Exercise task: Reproduce every one of the following records verbatim, line for line, without altering any character.
:: Data shown ::
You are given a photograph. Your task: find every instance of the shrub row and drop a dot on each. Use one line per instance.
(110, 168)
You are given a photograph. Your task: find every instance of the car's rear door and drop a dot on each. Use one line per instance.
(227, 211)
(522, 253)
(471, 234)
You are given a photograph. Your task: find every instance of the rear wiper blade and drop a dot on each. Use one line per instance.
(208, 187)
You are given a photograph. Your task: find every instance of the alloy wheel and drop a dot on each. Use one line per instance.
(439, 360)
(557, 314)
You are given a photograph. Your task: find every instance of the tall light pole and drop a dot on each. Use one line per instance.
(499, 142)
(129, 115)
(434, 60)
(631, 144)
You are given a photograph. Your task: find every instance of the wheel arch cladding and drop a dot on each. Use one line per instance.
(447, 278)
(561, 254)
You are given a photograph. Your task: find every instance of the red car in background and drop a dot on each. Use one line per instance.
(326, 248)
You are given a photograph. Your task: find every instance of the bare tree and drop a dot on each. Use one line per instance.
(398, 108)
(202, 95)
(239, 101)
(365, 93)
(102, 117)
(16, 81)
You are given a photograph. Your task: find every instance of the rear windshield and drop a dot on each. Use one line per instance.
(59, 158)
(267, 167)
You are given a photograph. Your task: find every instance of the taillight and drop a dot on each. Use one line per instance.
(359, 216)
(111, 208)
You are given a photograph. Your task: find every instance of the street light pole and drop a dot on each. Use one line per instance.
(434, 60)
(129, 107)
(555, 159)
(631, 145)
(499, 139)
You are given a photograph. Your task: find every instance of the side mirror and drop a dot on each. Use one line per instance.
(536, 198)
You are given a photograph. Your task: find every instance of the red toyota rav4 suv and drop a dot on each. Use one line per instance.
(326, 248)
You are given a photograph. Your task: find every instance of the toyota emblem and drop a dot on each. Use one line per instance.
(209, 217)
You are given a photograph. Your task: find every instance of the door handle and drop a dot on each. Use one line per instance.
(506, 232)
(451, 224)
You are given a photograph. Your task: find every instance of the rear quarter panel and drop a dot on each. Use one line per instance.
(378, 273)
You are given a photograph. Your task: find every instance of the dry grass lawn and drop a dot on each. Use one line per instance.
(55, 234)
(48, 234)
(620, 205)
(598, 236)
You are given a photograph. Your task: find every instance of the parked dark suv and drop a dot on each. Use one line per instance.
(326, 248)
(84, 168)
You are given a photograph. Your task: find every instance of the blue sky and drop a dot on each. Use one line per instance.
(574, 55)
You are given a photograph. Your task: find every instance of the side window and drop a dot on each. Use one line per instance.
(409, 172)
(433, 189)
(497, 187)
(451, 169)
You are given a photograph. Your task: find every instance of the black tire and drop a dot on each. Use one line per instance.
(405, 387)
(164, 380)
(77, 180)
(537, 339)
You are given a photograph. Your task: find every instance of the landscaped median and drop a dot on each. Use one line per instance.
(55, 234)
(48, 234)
:::
Right answer:
You are given a photograph. Your task: find every instance of the shrub row and drop a dot on each. Use one line per instance.
(110, 168)
You are given a photograph. Your task: find every instance of the car's rear door and drop a dot on each. Use one line per instance.
(227, 211)
(522, 253)
(471, 234)
You are given a photograph. Your task: find every instance of the rear wiper blade and drop a dot on each. Use one line per instance.
(208, 187)
You are given a photograph. Your task: find every instance of the alloy wheel and drop a dot on each. Use one line per instance.
(439, 360)
(557, 314)
You are given a photograph. Your task: find every instance of the tall light pole and drop a dot on each. Use one line per instance.
(499, 142)
(129, 115)
(434, 60)
(631, 144)
You are given a photograph. Your task: find every instance of the wheel arch cladding and drop a dot on each. Use one line per instance.
(447, 278)
(561, 254)
You are given a photograph. Your task: find every instance of the red car in background and drop a dot on each. Use one line per instance.
(326, 248)
You are given a photograph. Your task: find every instance of the bare tree and drop a dot on each. Use one line per instance.
(398, 108)
(202, 95)
(239, 101)
(365, 93)
(102, 117)
(16, 81)
You are given a photograph. Your task: find every instance of the rear windshield and drop a dot on each. Use one line per instance.
(59, 158)
(267, 167)
You are given a photograph. Your task: find every instance of the taillight and drop a dot on each. Use one line per instance.
(359, 216)
(111, 208)
You are given a photograph. Your task: find every instance of the street light pole and drop a dot on each. Use one line per instance.
(434, 60)
(129, 107)
(555, 159)
(631, 145)
(499, 139)
You are given a photograph. Your task: find every instance of the side mirror and drop a dot on each. Use one line per instance.
(536, 198)
You are given a photograph. Your task: find every instance of the red toyota rav4 suv and drop a dot on each. Use one line per instance.
(326, 248)
You are given a photograph. Your task: find every instance of the toyota emblem and drop a dot on each. Use one line per instance.
(209, 217)
You are given a photograph. Your task: find every instance of the door handle and drop a dot on each. Use one line per instance.
(506, 232)
(451, 224)
You are given a photograph. Your task: find every instance of the rear quarter panel and drop a dot on each. Use one line per instance.
(378, 273)
You are given a photograph. Your task: find every instance of the dry grass lawn and drop a dot on each. Use one line per instance.
(55, 234)
(48, 234)
(620, 205)
(598, 236)
You are given a photograph. Your task: find every instance of the parked dark suv and drop a dot on each. Use one line per instance.
(326, 248)
(84, 168)
You are given a photograph. Your task: find every instance of the blue sky and drop a dot on each. Use one line per instance.
(574, 55)
You are given a photograph. Your task: find every instance of the side window and drop a dot on each. Use one line per instance.
(409, 172)
(433, 189)
(497, 187)
(451, 169)
You are given a photograph. Your task: find every instance of the black tire and drop a dot on each. Use one line per instance.
(405, 387)
(164, 380)
(77, 180)
(537, 339)
You are given a photograph. Your task: find every instance of the landscaped median and drop a dot on each. Use one line per instance.
(55, 234)
(48, 234)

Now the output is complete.